◆ **Problem**
Give back each entry unchanged, minus pictures.

::: Extracted material

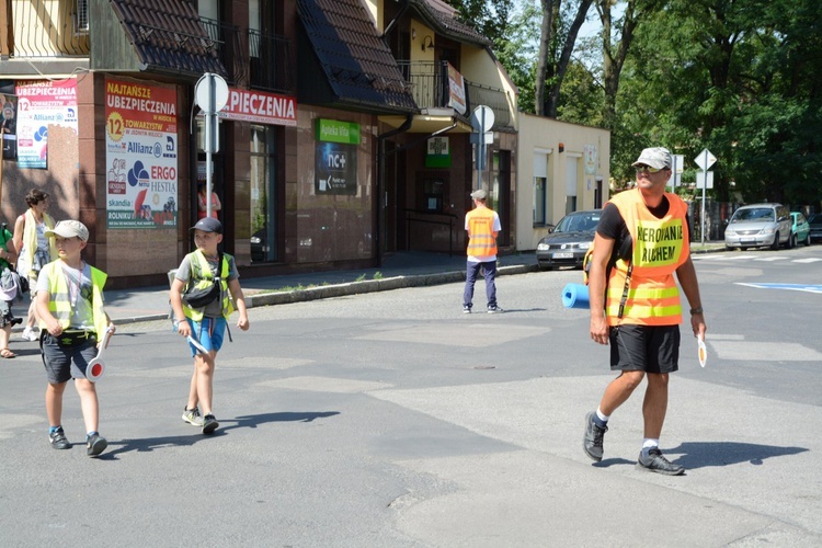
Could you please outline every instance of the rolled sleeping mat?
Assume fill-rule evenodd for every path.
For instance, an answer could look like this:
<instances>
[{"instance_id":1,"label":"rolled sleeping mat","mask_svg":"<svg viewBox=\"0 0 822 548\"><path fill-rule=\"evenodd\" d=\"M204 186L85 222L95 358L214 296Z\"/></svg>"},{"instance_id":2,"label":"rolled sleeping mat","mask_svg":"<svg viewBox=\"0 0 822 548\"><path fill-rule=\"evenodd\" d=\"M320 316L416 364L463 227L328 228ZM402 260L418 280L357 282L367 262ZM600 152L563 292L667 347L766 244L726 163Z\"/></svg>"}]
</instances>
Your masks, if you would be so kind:
<instances>
[{"instance_id":1,"label":"rolled sleeping mat","mask_svg":"<svg viewBox=\"0 0 822 548\"><path fill-rule=\"evenodd\" d=\"M587 286L583 284L568 284L562 289L562 306L566 308L590 308Z\"/></svg>"}]
</instances>

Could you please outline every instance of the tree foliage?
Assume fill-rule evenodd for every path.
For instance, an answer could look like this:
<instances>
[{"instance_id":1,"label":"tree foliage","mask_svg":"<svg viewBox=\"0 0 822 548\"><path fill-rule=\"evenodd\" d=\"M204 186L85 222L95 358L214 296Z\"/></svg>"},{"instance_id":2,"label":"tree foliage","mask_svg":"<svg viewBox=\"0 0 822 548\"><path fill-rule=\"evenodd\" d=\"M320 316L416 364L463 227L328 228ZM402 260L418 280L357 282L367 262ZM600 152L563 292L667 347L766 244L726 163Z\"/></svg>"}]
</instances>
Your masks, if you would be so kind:
<instances>
[{"instance_id":1,"label":"tree foliage","mask_svg":"<svg viewBox=\"0 0 822 548\"><path fill-rule=\"evenodd\" d=\"M494 39L523 111L610 129L612 176L661 145L694 181L708 148L719 199L820 205L822 2L513 1L455 5ZM602 32L578 39L592 3Z\"/></svg>"}]
</instances>

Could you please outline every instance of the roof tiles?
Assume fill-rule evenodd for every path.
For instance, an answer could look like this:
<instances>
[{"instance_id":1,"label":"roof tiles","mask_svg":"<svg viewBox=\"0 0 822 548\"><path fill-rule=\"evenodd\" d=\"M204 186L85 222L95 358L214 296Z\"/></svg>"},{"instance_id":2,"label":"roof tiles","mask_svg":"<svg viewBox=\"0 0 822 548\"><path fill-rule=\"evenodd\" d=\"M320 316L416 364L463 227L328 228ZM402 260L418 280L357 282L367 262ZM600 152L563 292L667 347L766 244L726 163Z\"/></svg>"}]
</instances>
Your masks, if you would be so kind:
<instances>
[{"instance_id":1,"label":"roof tiles","mask_svg":"<svg viewBox=\"0 0 822 548\"><path fill-rule=\"evenodd\" d=\"M135 52L156 70L226 75L217 44L189 0L111 0Z\"/></svg>"},{"instance_id":2,"label":"roof tiles","mask_svg":"<svg viewBox=\"0 0 822 548\"><path fill-rule=\"evenodd\" d=\"M340 100L389 111L418 110L397 60L359 0L298 0L297 5Z\"/></svg>"}]
</instances>

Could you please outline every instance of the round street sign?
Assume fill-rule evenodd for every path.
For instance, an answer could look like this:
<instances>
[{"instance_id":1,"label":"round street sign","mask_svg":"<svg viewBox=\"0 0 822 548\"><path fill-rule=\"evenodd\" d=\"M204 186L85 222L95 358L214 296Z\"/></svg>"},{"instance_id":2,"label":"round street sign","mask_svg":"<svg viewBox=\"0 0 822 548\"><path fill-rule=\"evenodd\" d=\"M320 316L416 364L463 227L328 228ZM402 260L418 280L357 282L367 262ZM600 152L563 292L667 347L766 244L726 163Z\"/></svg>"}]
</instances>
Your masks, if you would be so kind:
<instances>
[{"instance_id":1,"label":"round street sign","mask_svg":"<svg viewBox=\"0 0 822 548\"><path fill-rule=\"evenodd\" d=\"M494 125L494 112L490 106L479 105L471 113L471 127L475 132L483 133L490 130Z\"/></svg>"},{"instance_id":2,"label":"round street sign","mask_svg":"<svg viewBox=\"0 0 822 548\"><path fill-rule=\"evenodd\" d=\"M228 84L221 76L206 72L197 80L194 98L203 112L215 114L228 103Z\"/></svg>"},{"instance_id":3,"label":"round street sign","mask_svg":"<svg viewBox=\"0 0 822 548\"><path fill-rule=\"evenodd\" d=\"M694 162L699 165L703 171L708 171L711 165L713 165L717 161L717 157L710 153L710 150L707 148L699 152L699 155L694 158Z\"/></svg>"}]
</instances>

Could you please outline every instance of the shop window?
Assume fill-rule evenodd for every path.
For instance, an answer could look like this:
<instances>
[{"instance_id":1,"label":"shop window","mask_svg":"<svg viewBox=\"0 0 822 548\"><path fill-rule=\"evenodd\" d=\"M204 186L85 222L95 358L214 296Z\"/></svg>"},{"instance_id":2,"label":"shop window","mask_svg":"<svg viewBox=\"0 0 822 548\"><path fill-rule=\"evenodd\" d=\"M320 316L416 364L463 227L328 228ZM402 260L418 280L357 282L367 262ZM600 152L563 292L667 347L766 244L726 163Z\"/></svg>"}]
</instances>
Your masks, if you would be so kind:
<instances>
[{"instance_id":1,"label":"shop window","mask_svg":"<svg viewBox=\"0 0 822 548\"><path fill-rule=\"evenodd\" d=\"M251 262L277 260L276 132L251 126Z\"/></svg>"},{"instance_id":2,"label":"shop window","mask_svg":"<svg viewBox=\"0 0 822 548\"><path fill-rule=\"evenodd\" d=\"M425 213L443 213L443 194L445 181L442 179L426 179L423 185L422 209Z\"/></svg>"},{"instance_id":3,"label":"shop window","mask_svg":"<svg viewBox=\"0 0 822 548\"><path fill-rule=\"evenodd\" d=\"M534 225L546 224L545 205L547 203L546 189L548 179L544 176L534 178Z\"/></svg>"}]
</instances>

::::::

◆ **Task solution**
Could you please outline every instance of the rolled sleeping mat?
Assume fill-rule evenodd for every path.
For instance, an answer could look like this:
<instances>
[{"instance_id":1,"label":"rolled sleeping mat","mask_svg":"<svg viewBox=\"0 0 822 548\"><path fill-rule=\"evenodd\" d=\"M204 186L85 222L95 358L214 296Z\"/></svg>"},{"instance_id":2,"label":"rolled sleeping mat","mask_svg":"<svg viewBox=\"0 0 822 548\"><path fill-rule=\"evenodd\" d=\"M320 316L416 364L463 227L328 228ZM402 260L418 280L357 282L367 262ZM600 152L563 292L667 347L766 244L726 163Z\"/></svg>"}]
</instances>
Your masks, if you would be so kind:
<instances>
[{"instance_id":1,"label":"rolled sleeping mat","mask_svg":"<svg viewBox=\"0 0 822 548\"><path fill-rule=\"evenodd\" d=\"M587 286L583 284L568 284L562 289L562 306L566 308L590 308Z\"/></svg>"}]
</instances>

Could you please outline every instance of the tree foliage?
Assume fill-rule evenodd for every path.
For instance, an answer could look like this:
<instances>
[{"instance_id":1,"label":"tree foliage","mask_svg":"<svg viewBox=\"0 0 822 548\"><path fill-rule=\"evenodd\" d=\"M204 186L85 222L95 358L214 296Z\"/></svg>"},{"instance_id":2,"label":"tree foliage","mask_svg":"<svg viewBox=\"0 0 822 548\"><path fill-rule=\"evenodd\" d=\"M320 316L416 364L463 227L328 228ZM402 260L418 280L357 282L367 262ZM600 152L563 292L667 347L766 244L726 163Z\"/></svg>"}]
</instances>
Your masks, if you would be so kind:
<instances>
[{"instance_id":1,"label":"tree foliage","mask_svg":"<svg viewBox=\"0 0 822 548\"><path fill-rule=\"evenodd\" d=\"M494 39L523 111L610 129L612 176L661 145L694 181L708 148L719 199L820 205L822 2L513 1L455 5ZM602 32L578 39L592 3Z\"/></svg>"}]
</instances>

Could you please outline every instance of the roof tiles?
Assume fill-rule evenodd for every path.
For instance, an answer could look like this:
<instances>
[{"instance_id":1,"label":"roof tiles","mask_svg":"<svg viewBox=\"0 0 822 548\"><path fill-rule=\"evenodd\" d=\"M204 186L85 222L95 358L214 296Z\"/></svg>"},{"instance_id":2,"label":"roof tiles","mask_svg":"<svg viewBox=\"0 0 822 548\"><path fill-rule=\"evenodd\" d=\"M320 316L416 364L463 227L328 228ZM402 260L418 280L357 282L367 262ZM600 152L563 292L667 347L766 244L726 163Z\"/></svg>"}]
</instances>
Your masks, if you would be so kind:
<instances>
[{"instance_id":1,"label":"roof tiles","mask_svg":"<svg viewBox=\"0 0 822 548\"><path fill-rule=\"evenodd\" d=\"M135 52L156 70L226 75L217 44L189 0L111 0Z\"/></svg>"},{"instance_id":2,"label":"roof tiles","mask_svg":"<svg viewBox=\"0 0 822 548\"><path fill-rule=\"evenodd\" d=\"M340 100L389 111L418 110L397 60L359 0L298 0L297 5Z\"/></svg>"}]
</instances>

Could you please outline every instance of the round street sign?
Assume fill-rule evenodd for every path.
For instance, an answer could look like this:
<instances>
[{"instance_id":1,"label":"round street sign","mask_svg":"<svg viewBox=\"0 0 822 548\"><path fill-rule=\"evenodd\" d=\"M204 186L85 222L95 358L214 296Z\"/></svg>"},{"instance_id":2,"label":"round street sign","mask_svg":"<svg viewBox=\"0 0 822 548\"><path fill-rule=\"evenodd\" d=\"M320 316L416 364L463 227L328 228ZM402 260L418 280L357 282L367 262ZM600 152L563 292L667 347L766 244L726 163Z\"/></svg>"}]
</instances>
Your masks, if you would be so kind:
<instances>
[{"instance_id":1,"label":"round street sign","mask_svg":"<svg viewBox=\"0 0 822 548\"><path fill-rule=\"evenodd\" d=\"M494 125L494 112L490 106L479 105L471 113L471 127L475 132L483 133L490 130Z\"/></svg>"},{"instance_id":2,"label":"round street sign","mask_svg":"<svg viewBox=\"0 0 822 548\"><path fill-rule=\"evenodd\" d=\"M228 84L221 76L206 72L197 80L194 98L203 112L215 114L228 103Z\"/></svg>"},{"instance_id":3,"label":"round street sign","mask_svg":"<svg viewBox=\"0 0 822 548\"><path fill-rule=\"evenodd\" d=\"M694 162L699 165L703 171L708 171L711 165L713 165L717 161L717 157L710 153L710 150L707 148L699 152L699 155L694 158Z\"/></svg>"}]
</instances>

Could you please outline every instance of the shop window?
Assume fill-rule evenodd for every path.
For instance, an answer could look like this:
<instances>
[{"instance_id":1,"label":"shop window","mask_svg":"<svg viewBox=\"0 0 822 548\"><path fill-rule=\"evenodd\" d=\"M204 186L85 222L95 358L214 296Z\"/></svg>"},{"instance_id":2,"label":"shop window","mask_svg":"<svg viewBox=\"0 0 822 548\"><path fill-rule=\"evenodd\" d=\"M320 316L416 364L463 227L328 228ZM402 260L418 280L357 282L367 262ZM600 152L563 292L667 347L766 244L726 163Z\"/></svg>"}]
</instances>
Your masks, if you would be so kind:
<instances>
[{"instance_id":1,"label":"shop window","mask_svg":"<svg viewBox=\"0 0 822 548\"><path fill-rule=\"evenodd\" d=\"M251 262L277 260L276 132L251 126Z\"/></svg>"},{"instance_id":2,"label":"shop window","mask_svg":"<svg viewBox=\"0 0 822 548\"><path fill-rule=\"evenodd\" d=\"M425 213L443 213L443 194L445 181L442 179L426 179L423 185L422 209Z\"/></svg>"},{"instance_id":3,"label":"shop window","mask_svg":"<svg viewBox=\"0 0 822 548\"><path fill-rule=\"evenodd\" d=\"M534 225L546 224L545 205L547 203L546 189L548 179L544 176L534 178Z\"/></svg>"}]
</instances>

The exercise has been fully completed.